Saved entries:
◇ ◇ ◇
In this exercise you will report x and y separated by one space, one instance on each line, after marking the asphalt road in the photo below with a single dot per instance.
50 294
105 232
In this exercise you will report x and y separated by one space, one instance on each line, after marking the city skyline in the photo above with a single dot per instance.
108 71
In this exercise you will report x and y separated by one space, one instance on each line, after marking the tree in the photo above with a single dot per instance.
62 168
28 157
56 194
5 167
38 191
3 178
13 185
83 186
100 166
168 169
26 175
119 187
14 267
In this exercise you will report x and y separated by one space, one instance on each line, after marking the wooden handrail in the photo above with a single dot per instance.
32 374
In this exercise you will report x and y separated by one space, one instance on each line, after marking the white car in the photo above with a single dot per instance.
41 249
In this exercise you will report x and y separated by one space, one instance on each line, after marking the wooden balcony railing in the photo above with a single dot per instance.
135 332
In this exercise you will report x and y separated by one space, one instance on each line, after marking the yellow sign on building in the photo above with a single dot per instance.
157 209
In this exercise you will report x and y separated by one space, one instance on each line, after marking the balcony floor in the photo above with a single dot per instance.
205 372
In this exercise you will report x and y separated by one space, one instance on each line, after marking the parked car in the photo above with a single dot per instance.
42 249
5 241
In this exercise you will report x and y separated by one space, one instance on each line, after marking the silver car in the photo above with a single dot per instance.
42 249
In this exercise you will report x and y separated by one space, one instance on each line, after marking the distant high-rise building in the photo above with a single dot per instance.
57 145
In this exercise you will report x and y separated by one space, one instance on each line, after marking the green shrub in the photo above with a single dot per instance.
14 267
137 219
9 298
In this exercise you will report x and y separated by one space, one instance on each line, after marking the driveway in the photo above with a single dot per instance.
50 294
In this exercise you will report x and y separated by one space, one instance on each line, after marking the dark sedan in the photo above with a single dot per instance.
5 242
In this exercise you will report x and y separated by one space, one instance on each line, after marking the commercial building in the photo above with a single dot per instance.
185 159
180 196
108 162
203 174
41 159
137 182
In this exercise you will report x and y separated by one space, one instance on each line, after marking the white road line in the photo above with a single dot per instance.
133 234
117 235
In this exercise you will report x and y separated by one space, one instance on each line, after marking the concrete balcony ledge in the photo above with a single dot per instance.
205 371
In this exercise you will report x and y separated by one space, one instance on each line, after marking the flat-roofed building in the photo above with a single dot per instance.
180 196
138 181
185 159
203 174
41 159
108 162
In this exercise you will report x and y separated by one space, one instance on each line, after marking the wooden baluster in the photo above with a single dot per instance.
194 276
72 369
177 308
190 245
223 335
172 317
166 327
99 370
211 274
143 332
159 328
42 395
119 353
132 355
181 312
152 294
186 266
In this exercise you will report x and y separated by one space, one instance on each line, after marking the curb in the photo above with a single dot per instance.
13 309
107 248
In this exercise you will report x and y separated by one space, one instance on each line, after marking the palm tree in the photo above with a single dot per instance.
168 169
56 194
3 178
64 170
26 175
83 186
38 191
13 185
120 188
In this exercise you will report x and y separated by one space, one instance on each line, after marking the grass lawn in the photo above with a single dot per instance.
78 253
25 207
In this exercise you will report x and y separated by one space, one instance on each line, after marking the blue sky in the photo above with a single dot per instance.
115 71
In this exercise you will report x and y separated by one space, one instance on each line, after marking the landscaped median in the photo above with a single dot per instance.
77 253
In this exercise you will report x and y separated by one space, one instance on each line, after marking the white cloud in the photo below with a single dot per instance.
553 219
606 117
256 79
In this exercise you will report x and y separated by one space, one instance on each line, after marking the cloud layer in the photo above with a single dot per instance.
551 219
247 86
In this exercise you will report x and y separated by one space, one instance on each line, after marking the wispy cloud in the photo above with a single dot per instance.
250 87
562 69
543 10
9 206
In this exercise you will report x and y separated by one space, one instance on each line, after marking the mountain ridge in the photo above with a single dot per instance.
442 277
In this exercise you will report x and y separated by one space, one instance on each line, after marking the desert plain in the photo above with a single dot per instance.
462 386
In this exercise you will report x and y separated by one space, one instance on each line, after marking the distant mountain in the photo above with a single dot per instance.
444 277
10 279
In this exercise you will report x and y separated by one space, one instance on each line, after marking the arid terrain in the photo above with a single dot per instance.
◇ ◇ ◇
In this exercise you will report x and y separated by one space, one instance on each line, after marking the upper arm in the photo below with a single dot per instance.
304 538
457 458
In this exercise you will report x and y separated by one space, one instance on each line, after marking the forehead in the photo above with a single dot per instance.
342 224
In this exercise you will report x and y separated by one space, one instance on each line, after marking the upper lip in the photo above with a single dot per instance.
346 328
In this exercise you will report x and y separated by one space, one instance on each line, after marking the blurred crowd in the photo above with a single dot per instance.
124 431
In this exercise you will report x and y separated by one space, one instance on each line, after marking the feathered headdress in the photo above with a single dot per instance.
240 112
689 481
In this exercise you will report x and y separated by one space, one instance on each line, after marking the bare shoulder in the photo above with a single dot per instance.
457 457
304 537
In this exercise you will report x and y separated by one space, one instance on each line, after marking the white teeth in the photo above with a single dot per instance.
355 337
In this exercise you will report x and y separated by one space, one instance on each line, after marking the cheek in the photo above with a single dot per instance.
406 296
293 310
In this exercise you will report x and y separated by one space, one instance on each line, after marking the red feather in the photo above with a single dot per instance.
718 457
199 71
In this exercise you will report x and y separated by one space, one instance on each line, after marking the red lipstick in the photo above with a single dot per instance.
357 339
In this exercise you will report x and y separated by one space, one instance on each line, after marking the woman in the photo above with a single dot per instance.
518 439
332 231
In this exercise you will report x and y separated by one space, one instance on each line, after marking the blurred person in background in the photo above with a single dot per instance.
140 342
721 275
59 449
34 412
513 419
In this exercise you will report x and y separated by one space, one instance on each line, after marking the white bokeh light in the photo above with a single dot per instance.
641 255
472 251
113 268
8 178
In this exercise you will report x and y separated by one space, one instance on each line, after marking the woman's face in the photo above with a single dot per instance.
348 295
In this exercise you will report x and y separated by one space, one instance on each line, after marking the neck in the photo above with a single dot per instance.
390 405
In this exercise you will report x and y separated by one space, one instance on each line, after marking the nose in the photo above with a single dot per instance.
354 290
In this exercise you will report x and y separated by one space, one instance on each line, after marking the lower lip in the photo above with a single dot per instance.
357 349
◇ ◇ ◇
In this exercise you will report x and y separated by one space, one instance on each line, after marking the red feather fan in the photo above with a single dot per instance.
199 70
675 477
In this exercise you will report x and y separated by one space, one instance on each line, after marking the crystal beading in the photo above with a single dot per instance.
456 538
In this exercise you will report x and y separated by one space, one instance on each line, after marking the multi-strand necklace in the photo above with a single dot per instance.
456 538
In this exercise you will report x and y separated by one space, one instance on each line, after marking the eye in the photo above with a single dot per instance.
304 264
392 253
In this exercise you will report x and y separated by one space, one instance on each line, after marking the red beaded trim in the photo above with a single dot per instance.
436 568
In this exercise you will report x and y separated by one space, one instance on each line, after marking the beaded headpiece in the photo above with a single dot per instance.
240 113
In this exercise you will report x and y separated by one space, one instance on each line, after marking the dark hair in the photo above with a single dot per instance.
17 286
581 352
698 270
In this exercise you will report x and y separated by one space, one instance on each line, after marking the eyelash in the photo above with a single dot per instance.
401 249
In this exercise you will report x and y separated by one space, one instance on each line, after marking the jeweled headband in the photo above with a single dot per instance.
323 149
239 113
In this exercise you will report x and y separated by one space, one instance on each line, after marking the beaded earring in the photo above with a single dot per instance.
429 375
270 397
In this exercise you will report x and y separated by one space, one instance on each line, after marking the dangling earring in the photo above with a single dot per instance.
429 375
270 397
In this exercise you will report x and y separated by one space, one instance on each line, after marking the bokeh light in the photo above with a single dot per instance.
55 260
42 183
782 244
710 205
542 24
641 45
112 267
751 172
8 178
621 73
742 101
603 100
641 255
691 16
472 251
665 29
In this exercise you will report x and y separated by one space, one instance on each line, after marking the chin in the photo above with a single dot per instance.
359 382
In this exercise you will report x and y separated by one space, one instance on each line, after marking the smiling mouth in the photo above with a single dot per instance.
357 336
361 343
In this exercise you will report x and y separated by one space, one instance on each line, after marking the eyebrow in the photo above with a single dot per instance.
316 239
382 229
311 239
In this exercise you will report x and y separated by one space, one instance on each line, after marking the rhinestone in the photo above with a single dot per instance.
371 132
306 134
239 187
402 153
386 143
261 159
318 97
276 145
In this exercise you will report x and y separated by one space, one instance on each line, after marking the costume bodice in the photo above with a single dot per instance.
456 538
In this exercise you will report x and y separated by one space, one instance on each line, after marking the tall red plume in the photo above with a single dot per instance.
◇ ◇ ◇
Please repeat the stretch of records from the line containing "marking the mountain" through the line containing "marking the arid", shifting every coordinate in the answers by -37 and leaving all other lines unchanged.

In this exercise you will report x and y separated by one space, one instance on each line, after marking the mountain ridge in the photo above with a single dot per instance.
405 240
In this exercise you will report x and y separated by one space, one instance on each line, after marking the desert plain in the photo above with a single dot per instance.
425 349
In this exercise you will report x and y separated by one space, one instance on each line, after marking the distant mountain in the photo above with a single dot per instance.
407 240
-27 242
In this exercise you will report x and y separated by one space, one instance on each line, after marking the arid terrain in the photo above with a single dot per instance.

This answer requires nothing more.